● **TASK ITEM**
List each total payment volume figure that the PayPal stock article below reports, along with its year.

● **EXCERPTED TEXT**
- - - - -

After registering tremendous growth as a direct result of the coronavirus pandemic, PayPal's (PYPL -2.00%) business dealt with a huge slowdown in 2022 as consumers reverted to more normal behavior and the macroeconomic picture weakened. Investors soured on the stock, sending shares down a whopping 62% in 2022. 

However, the pessimism might be overblown. In fact, there are still 1.36 trillion reasons that investors should love PayPal stock. Let's take a closer look. 

A dominating force in digital payments 

In 2022, the fintech leader reported that it processed an incredible $1.36 trillion in total payment volume (TPV), up from $1.25 trillion in 2021 and $936 billion in 2020. This figure measures the entire dollar value of all the transactions that occur on PayPal's network, and it demonstrates the company's continued dominance in electronic payments. 

Macroeconomic headwinds have rightfully been a top-of-mind concern for the management team, as well as analysts, throughout the past year. Inflationary pressures and higher interest rates are a headwind for consumer spending, especially for discretionary items, the source of most of PayPal's transactions. Moreover, the ongoing threat of a recession will certainly dissuade shoppers, particularly those on the lower end of the economic spectrum, from spending on unnecessary things. 

This unfavorable situation is worsened by the normalization of e-commerce spending trends after the pandemic-fueled boom. Online shopping experienced a major surge when everyone was stuck at home, but with more people spending at physical stores, e-commerce has taken a hit. Online shopping's share of retail spending in the U.S. was at 14.7% in the last quarter of 2022, down from 16.4% in Q2 2020. 

Coming out of this year and going into 2024, the company believes e-commerce growth "probably reverts back to double digits," said Chief Executive Officer Dan Schulman on the Q4 2022 earnings call, voicing his optimism. He believes that because inflation is cooling, discretionary spending will bounce back. Schulman also cited China's rebound from strict COVID lockdown measures offering a boost in the near term.

- - - - -

● **DATASET SECTION**
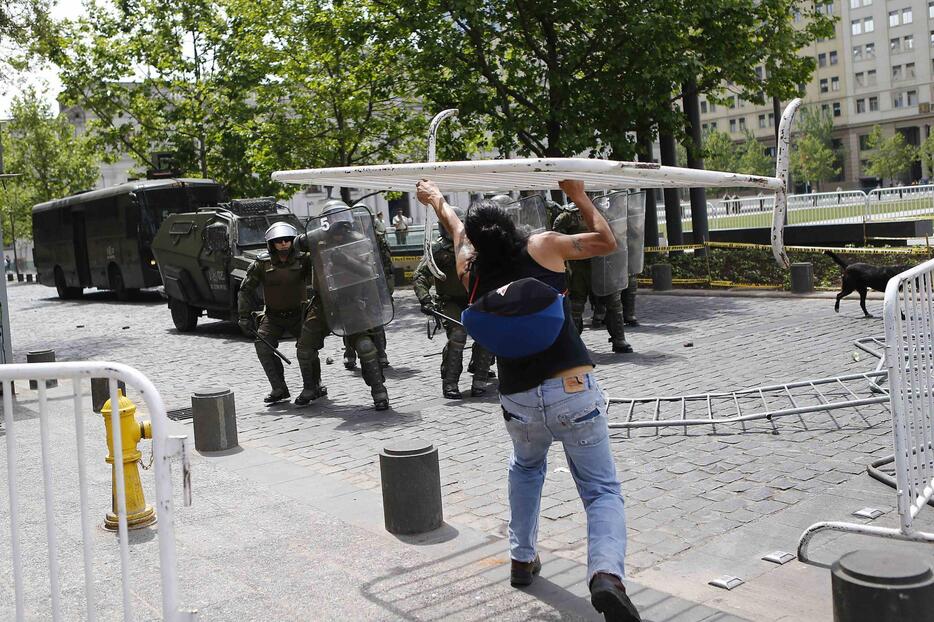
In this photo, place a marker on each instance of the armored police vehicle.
(203, 256)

- - - - -

● **ANSWER TO THE EXERCISE**
- 2020: $936 billion
- 2021: $1.25 trillion
- 2022: $1.36 trillion